(Given records):
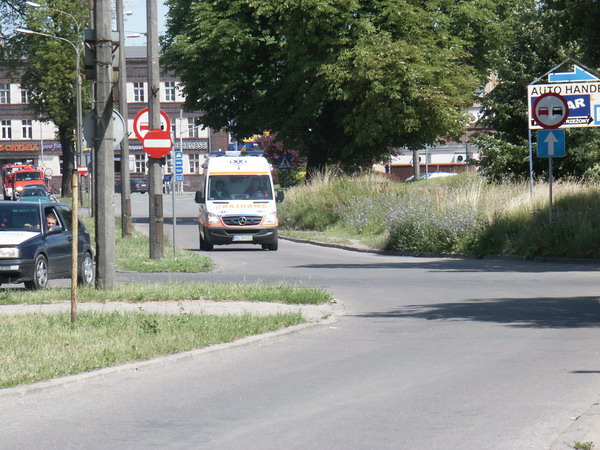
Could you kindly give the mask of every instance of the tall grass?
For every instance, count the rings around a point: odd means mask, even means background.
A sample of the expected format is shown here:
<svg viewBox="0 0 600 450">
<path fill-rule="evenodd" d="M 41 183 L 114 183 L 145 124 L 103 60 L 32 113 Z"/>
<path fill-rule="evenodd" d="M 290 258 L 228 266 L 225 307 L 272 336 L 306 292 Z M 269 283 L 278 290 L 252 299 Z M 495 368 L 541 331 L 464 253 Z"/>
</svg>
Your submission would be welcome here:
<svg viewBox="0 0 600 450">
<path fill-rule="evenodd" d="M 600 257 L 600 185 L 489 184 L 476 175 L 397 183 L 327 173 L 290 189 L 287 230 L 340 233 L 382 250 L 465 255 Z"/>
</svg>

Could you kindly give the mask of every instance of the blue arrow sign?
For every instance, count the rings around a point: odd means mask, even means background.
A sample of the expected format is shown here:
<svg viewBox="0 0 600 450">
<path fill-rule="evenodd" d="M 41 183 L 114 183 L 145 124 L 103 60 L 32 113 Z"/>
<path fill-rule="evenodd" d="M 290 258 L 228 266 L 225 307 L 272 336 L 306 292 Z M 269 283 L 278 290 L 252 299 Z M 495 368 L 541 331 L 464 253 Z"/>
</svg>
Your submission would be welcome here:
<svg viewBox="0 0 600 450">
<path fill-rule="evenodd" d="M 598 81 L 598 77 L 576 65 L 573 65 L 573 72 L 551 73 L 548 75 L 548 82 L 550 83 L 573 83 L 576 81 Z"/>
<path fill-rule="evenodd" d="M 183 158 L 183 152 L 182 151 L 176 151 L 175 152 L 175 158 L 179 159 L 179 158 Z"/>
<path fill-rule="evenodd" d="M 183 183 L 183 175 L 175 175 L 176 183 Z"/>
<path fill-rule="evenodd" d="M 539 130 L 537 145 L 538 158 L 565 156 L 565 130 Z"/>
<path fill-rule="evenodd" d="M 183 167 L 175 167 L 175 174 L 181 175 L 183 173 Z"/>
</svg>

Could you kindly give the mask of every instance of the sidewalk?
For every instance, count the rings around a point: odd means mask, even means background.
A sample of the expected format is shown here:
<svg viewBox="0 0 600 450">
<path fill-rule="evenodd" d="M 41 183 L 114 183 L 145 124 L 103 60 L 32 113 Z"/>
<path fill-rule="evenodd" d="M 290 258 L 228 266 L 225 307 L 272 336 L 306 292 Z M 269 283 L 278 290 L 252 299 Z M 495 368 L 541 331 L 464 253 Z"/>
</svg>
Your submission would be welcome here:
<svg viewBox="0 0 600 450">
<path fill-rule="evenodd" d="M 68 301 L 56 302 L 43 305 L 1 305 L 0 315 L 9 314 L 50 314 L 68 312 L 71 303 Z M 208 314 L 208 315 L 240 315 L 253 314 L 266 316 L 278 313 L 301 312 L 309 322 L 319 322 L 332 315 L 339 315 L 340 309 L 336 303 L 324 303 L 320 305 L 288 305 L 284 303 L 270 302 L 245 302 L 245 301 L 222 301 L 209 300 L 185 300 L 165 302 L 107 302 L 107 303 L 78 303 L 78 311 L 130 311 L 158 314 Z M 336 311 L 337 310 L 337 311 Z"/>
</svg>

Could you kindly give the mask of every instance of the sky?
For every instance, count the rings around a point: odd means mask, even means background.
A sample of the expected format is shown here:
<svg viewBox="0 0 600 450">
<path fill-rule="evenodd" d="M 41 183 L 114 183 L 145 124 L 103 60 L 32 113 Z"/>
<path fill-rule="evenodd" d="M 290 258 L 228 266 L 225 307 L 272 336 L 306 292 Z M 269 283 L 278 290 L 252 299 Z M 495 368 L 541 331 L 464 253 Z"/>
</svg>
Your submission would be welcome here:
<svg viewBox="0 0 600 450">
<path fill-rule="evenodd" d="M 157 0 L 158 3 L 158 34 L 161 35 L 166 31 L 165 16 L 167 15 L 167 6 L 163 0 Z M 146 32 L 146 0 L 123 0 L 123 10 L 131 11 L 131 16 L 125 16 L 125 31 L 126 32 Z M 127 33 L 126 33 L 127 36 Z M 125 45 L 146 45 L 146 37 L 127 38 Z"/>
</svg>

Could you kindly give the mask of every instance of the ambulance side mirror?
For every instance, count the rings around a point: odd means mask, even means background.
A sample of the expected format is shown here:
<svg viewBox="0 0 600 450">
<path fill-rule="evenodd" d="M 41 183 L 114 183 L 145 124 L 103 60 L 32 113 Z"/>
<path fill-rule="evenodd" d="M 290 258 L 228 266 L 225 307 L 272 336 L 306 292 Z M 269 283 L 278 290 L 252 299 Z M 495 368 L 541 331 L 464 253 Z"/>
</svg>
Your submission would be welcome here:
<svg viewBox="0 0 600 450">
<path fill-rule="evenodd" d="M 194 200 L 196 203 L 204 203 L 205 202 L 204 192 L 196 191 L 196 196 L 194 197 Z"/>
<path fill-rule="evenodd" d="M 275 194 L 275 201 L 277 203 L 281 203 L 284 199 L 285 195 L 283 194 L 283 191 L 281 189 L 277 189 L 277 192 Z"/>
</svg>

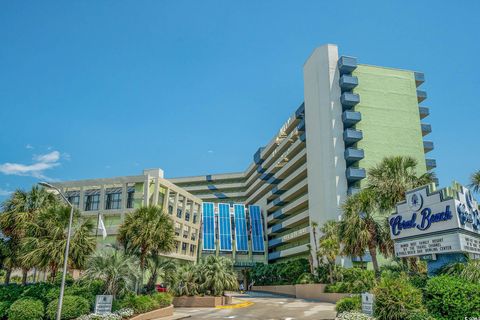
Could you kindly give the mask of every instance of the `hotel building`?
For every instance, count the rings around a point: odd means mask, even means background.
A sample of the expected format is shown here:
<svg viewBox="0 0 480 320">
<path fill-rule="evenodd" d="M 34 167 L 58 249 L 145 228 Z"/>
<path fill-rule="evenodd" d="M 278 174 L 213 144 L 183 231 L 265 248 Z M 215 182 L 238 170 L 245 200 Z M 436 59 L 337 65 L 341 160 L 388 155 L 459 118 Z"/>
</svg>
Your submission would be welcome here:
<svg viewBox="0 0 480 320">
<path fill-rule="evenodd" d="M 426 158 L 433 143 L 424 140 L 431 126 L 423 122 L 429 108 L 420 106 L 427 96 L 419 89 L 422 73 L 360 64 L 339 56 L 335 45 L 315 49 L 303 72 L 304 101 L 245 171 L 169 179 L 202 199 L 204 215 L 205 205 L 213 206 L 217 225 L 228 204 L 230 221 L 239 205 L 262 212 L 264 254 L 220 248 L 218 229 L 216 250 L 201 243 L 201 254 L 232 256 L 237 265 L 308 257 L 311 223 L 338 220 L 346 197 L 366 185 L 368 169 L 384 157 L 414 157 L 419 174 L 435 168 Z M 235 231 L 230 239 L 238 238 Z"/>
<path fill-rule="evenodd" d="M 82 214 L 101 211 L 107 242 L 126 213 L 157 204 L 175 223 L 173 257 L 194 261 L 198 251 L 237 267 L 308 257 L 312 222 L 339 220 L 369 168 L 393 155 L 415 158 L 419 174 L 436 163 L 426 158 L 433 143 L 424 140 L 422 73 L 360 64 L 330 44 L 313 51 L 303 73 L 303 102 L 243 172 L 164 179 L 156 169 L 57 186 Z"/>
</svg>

(The task):
Output the records exactly, and let none of their pictures appear in the copy.

(Response for this exercise):
Could you kindly give the mask of every instance of the tall grass?
For every instance, count the rings around a point: odd means mask, even means background.
A sample of the expected format is shown here:
<svg viewBox="0 0 600 450">
<path fill-rule="evenodd" d="M 41 183 L 114 183 L 145 124 L 103 60 L 32 113 Z"/>
<path fill-rule="evenodd" d="M 290 258 L 228 266 L 225 307 L 272 336 L 306 292 Z M 269 283 L 278 290 L 252 299 Z M 495 368 L 541 331 L 464 253 Z"/>
</svg>
Your submission would be welcome here:
<svg viewBox="0 0 600 450">
<path fill-rule="evenodd" d="M 600 257 L 600 185 L 489 184 L 476 175 L 397 183 L 327 173 L 290 189 L 287 230 L 340 233 L 382 250 L 465 255 Z"/>
</svg>

Could you kindly give the mask of every instance of the blue arrow sign?
For every instance, count the rings around a point: odd means mask, even means background.
A sample of the expected format is shown here:
<svg viewBox="0 0 600 450">
<path fill-rule="evenodd" d="M 41 183 L 114 183 L 145 124 L 103 60 L 32 113 Z"/>
<path fill-rule="evenodd" d="M 290 258 L 228 266 L 225 307 L 272 336 L 306 292 Z M 269 283 L 278 290 L 252 299 Z M 495 368 L 541 331 L 464 253 Z"/>
</svg>
Your submission would be welcome here:
<svg viewBox="0 0 600 450">
<path fill-rule="evenodd" d="M 598 81 L 598 77 L 576 65 L 573 65 L 573 72 L 551 73 L 548 75 L 548 82 L 550 83 L 573 83 L 576 81 Z"/>
<path fill-rule="evenodd" d="M 183 158 L 183 152 L 182 151 L 176 151 L 175 152 L 175 158 L 179 159 L 179 158 Z"/>
<path fill-rule="evenodd" d="M 183 183 L 183 175 L 175 175 L 176 183 Z"/>
<path fill-rule="evenodd" d="M 539 130 L 537 145 L 538 158 L 565 156 L 565 130 Z"/>
<path fill-rule="evenodd" d="M 183 167 L 175 167 L 175 174 L 181 175 L 183 173 Z"/>
</svg>

Could you kindly give the mask of every instance of the sidewalk?
For every instance, count the rings around a point: odd means mask, even means background.
A sample of the expected format is shown here:
<svg viewBox="0 0 600 450">
<path fill-rule="evenodd" d="M 41 183 L 114 183 L 145 124 L 103 60 L 32 113 Z"/>
<path fill-rule="evenodd" d="M 290 258 L 228 266 L 225 307 L 272 336 L 306 292 Z M 269 283 L 278 290 L 252 299 Z M 495 368 L 541 331 L 464 253 Z"/>
</svg>
Your submission would be welcome here:
<svg viewBox="0 0 600 450">
<path fill-rule="evenodd" d="M 68 301 L 56 302 L 43 305 L 1 305 L 0 315 L 9 314 L 50 314 L 68 312 L 71 303 Z M 208 314 L 208 315 L 240 315 L 253 314 L 266 316 L 278 313 L 301 312 L 309 322 L 319 322 L 332 315 L 339 315 L 340 309 L 336 303 L 324 303 L 320 305 L 288 305 L 284 303 L 270 302 L 245 302 L 245 301 L 222 301 L 209 300 L 185 300 L 165 302 L 107 302 L 107 303 L 78 303 L 78 311 L 130 311 L 158 314 Z M 336 311 L 337 310 L 337 311 Z"/>
</svg>

Could you kindly give the mask of every instance of the sky?
For every instance, count the rings around a point: odd means mask, even means background.
A sample of the expected format is shown here:
<svg viewBox="0 0 600 450">
<path fill-rule="evenodd" d="M 41 183 L 114 183 L 145 124 L 103 60 L 32 113 Z"/>
<path fill-rule="evenodd" d="M 290 258 L 228 266 L 225 307 L 272 336 L 306 292 Z M 269 283 L 278 290 L 252 299 Z M 495 368 L 541 331 L 464 253 Z"/>
</svg>
Your submission would be welcome here:
<svg viewBox="0 0 600 450">
<path fill-rule="evenodd" d="M 157 0 L 158 3 L 158 34 L 161 35 L 166 31 L 165 16 L 167 15 L 167 6 L 163 0 Z M 146 32 L 146 0 L 123 0 L 123 10 L 131 11 L 131 16 L 125 16 L 125 31 L 126 32 Z M 127 33 L 126 33 L 127 36 Z M 125 45 L 146 45 L 146 37 L 127 38 Z"/>
</svg>

Could you kindly give the mask of every instance of the ambulance side mirror?
For every instance, count the rings around a point: odd means mask, even means background.
A sample of the expected format is shown here:
<svg viewBox="0 0 600 450">
<path fill-rule="evenodd" d="M 41 183 L 114 183 L 145 124 L 103 60 L 32 113 Z"/>
<path fill-rule="evenodd" d="M 290 258 L 228 266 L 225 307 L 272 336 L 306 292 Z M 269 283 L 278 290 L 252 299 Z M 495 368 L 541 331 L 464 253 Z"/>
</svg>
Your submission would be welcome here:
<svg viewBox="0 0 600 450">
<path fill-rule="evenodd" d="M 194 200 L 196 203 L 204 203 L 205 202 L 204 192 L 196 191 L 196 196 L 194 197 Z"/>
<path fill-rule="evenodd" d="M 275 194 L 275 201 L 277 203 L 281 203 L 284 199 L 285 195 L 283 194 L 283 191 L 281 189 L 277 189 L 277 192 Z"/>
</svg>

Could you kindly give the mask of every instance of the `hotel building`?
For every instance, count the rings around a point: odd means mask, even means background.
A sample of the expected format is shown here:
<svg viewBox="0 0 480 320">
<path fill-rule="evenodd" d="M 34 167 L 58 249 L 145 228 Z"/>
<path fill-rule="evenodd" d="M 278 174 L 213 144 L 183 231 L 265 248 Z M 215 182 L 238 170 L 245 200 Z M 436 59 L 337 65 L 341 160 L 388 155 L 459 118 Z"/>
</svg>
Your submission would be welcome here:
<svg viewBox="0 0 480 320">
<path fill-rule="evenodd" d="M 426 158 L 433 143 L 424 140 L 431 126 L 423 122 L 429 108 L 420 106 L 427 96 L 419 89 L 422 73 L 360 64 L 339 56 L 335 45 L 315 49 L 303 72 L 304 101 L 245 171 L 169 179 L 202 199 L 204 215 L 205 205 L 213 206 L 217 225 L 228 204 L 230 221 L 239 205 L 262 212 L 264 254 L 220 248 L 218 229 L 216 250 L 201 243 L 201 254 L 232 256 L 237 265 L 308 257 L 311 223 L 338 220 L 346 197 L 366 185 L 368 169 L 384 157 L 414 157 L 419 174 L 435 168 Z M 235 231 L 230 239 L 238 238 Z"/>
<path fill-rule="evenodd" d="M 82 214 L 101 211 L 107 242 L 126 213 L 157 204 L 175 223 L 173 257 L 194 261 L 198 251 L 237 267 L 308 257 L 312 222 L 339 220 L 369 168 L 393 155 L 415 158 L 419 174 L 436 163 L 426 158 L 433 143 L 424 140 L 422 73 L 360 64 L 330 44 L 313 51 L 303 73 L 303 102 L 243 172 L 164 179 L 156 169 L 57 186 Z"/>
</svg>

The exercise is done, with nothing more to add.